---- DATA RECORDS

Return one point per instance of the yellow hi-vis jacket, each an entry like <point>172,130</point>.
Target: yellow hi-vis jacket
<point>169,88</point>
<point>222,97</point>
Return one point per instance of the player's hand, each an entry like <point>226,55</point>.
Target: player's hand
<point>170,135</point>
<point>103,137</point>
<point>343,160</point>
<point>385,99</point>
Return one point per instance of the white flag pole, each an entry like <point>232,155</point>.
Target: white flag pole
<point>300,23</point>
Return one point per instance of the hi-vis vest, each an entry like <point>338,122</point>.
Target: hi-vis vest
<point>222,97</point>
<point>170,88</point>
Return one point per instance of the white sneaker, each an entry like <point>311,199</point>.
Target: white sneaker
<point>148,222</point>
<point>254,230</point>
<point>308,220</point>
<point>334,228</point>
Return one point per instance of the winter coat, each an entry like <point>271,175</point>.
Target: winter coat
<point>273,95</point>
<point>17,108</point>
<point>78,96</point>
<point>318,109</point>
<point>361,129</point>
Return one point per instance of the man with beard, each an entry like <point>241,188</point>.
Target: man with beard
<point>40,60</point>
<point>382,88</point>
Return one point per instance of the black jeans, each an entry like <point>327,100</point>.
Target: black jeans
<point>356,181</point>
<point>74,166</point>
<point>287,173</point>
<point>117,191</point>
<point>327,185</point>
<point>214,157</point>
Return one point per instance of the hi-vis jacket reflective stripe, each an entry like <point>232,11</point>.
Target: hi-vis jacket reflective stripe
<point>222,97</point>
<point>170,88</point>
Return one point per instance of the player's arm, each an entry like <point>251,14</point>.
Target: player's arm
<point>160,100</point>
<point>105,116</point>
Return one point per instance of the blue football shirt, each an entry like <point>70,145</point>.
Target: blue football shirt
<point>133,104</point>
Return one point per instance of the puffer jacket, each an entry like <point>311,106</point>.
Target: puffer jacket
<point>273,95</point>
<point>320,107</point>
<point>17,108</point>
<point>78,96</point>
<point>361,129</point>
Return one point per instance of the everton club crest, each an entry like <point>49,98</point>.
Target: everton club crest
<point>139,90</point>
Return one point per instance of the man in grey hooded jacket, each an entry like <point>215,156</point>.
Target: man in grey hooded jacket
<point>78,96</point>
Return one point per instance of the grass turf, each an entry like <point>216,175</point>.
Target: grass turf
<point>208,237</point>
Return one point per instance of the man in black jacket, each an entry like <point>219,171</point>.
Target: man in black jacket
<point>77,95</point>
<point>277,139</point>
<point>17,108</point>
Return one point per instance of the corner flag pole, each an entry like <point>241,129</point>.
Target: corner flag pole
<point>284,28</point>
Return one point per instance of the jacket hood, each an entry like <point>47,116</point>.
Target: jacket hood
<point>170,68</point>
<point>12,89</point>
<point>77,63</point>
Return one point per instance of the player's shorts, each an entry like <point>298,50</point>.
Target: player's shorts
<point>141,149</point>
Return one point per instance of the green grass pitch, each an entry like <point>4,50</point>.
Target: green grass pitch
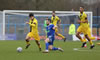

--------

WRITTEN REQUEST » Edit the records starting at the line that contains "Return one point per instance of the blue" and ending at the end of the records, replacing "puffer jacket" with "padded jacket" and changing nothing else. Return only those lines, and leave out the picture.

WRITTEN SOLUTION »
Return one point per instance of the blue football shirt, each an entry like <point>70,145</point>.
Target: blue football shirt
<point>133,104</point>
Return one point per instance of the padded jacket, each an entry like <point>311,106</point>.
Target: padded jacket
<point>273,95</point>
<point>320,107</point>
<point>17,108</point>
<point>78,96</point>
<point>361,129</point>
Return one point per instance of the everton club crest, each an entry like <point>49,98</point>.
Target: everton club crest
<point>139,90</point>
Return one point per instance of the man in grey hooded jacket, each an entry like <point>215,156</point>.
Target: man in grey hooded jacket
<point>78,96</point>
Return one point per instance of the grass turf, each an entry like <point>216,175</point>.
Target: grass turf
<point>208,237</point>
Return one point per instance of the man in black jacket, each an entry like <point>219,171</point>.
Target: man in black jacket
<point>77,95</point>
<point>277,139</point>
<point>17,108</point>
Return one point per instance of the corner flag pole, each an entry like <point>241,129</point>.
Target: corner flag pole
<point>284,28</point>
Return one point per instance of the jacket hood, each an entry like <point>47,116</point>.
Target: jacket hood
<point>170,68</point>
<point>12,89</point>
<point>77,63</point>
Return one point per instance of the player's shorts, each an entry like <point>298,50</point>.
Target: player's shorts
<point>141,149</point>
Return one point per instance of the green grass pitch, each an entry like <point>4,50</point>.
Target: green grass pitch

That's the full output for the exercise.